REQUIRED ACTION »
The records below need to be restated word for word.

*** Opening RECORDS PROVIDED ***

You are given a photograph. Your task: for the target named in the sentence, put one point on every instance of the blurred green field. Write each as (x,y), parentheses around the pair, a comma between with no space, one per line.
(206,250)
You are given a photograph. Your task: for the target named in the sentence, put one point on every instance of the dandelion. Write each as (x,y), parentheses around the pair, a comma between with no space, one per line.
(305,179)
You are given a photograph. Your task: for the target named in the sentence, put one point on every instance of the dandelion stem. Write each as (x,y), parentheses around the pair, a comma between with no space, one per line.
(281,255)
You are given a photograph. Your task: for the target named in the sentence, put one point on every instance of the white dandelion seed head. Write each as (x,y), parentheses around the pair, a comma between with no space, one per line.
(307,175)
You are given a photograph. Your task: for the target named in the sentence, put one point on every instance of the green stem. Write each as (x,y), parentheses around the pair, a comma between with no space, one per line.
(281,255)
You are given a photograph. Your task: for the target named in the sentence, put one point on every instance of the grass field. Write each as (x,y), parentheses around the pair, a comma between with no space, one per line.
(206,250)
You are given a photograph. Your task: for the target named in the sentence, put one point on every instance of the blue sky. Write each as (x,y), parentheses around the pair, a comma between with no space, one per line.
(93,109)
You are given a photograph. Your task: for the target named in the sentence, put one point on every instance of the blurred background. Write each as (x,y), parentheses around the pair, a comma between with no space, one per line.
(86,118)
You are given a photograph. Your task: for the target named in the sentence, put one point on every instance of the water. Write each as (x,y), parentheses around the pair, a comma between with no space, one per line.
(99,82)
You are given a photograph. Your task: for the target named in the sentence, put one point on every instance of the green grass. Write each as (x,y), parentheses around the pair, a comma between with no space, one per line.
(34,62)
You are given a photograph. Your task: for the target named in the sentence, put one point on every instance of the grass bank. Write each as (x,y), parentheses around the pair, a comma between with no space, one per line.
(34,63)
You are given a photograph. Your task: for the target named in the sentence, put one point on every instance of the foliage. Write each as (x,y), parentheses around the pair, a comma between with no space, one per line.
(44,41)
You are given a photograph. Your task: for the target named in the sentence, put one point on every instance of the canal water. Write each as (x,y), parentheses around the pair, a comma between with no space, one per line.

*** Closing RECORDS PROVIDED ***

RESPONSE »
You are given a photograph. Your task: for the target named in the sentence, put one point on every instance of the blurred green field. Write each as (x,y), parentheses around the pair, a comma between with no space, one per line.
(206,250)
You are given a photograph. Your task: for the target named in the sentence, put one point on every instance of the dandelion. Write each as (x,y), parentheses around the pair, a comma between with no space, one per line.
(305,179)
You are given a photograph. Your task: for the target named in the sentence, put one point on every instance of the dandelion stem. Write each as (x,y), parentheses around the pair, a comma between with no space, one per line.
(281,255)
You are given a photograph. Your task: for the target named in the sentence, put one point on every instance of the white dandelion seed head. Write each as (x,y), parentheses around the pair, a comma between with no space, one per line.
(307,175)
You are given a photograph. Your task: for the target named in the sentence, put one point on every instance of the green stem. Write each as (x,y), parentheses around the pair, a comma between with no space, one per line.
(281,255)
You are given a photograph. Your task: for the target named in the sentence, put one point on every instance of the grass field. Write each as (x,y), parentheses around the pair, a comma between with no space, one per line.
(206,250)
You are given a photograph. Your task: for the target named in the sentence, put one point on every instance of the blue sky. Write each as (x,y), parentheses around the pair, a comma between with no space, one per line.
(93,109)
You are given a photograph. Your task: for the target named in the sentence, put one point on every instance of the blurred background. Write each as (x,y), parentheses around the pair, a comma between with no space, one per line.
(86,118)
You are given a photograph. Your task: for the target named in the sentence, put one point on every instance of the water. Write each as (x,y), parentheses around the pair, a comma between with no space, one per line.
(99,82)
You are given a photograph. Your task: for the target named in the sentence, put one point on every instance of the green grass. Write each as (x,y), parentheses around the pair, a comma between with no space, one per line.
(34,62)
You are given a photograph. Your task: for the target named in the sentence, put one point on every instance of the grass bank. Write each as (x,y), parentheses around the pair, a comma between with no space, one per line.
(34,63)
You are given a photograph. Your task: for the target named in the sentence, put one point on every instance of the foliage. Write each as (x,y), parentheses around the pair, a comma between with no space, one per line.
(44,41)
You are given a photograph. Your task: for the target named in the sentence, put one point on every instance of the canal water. Write each as (x,y), parentheses around the pair, a comma between with no space, one per line.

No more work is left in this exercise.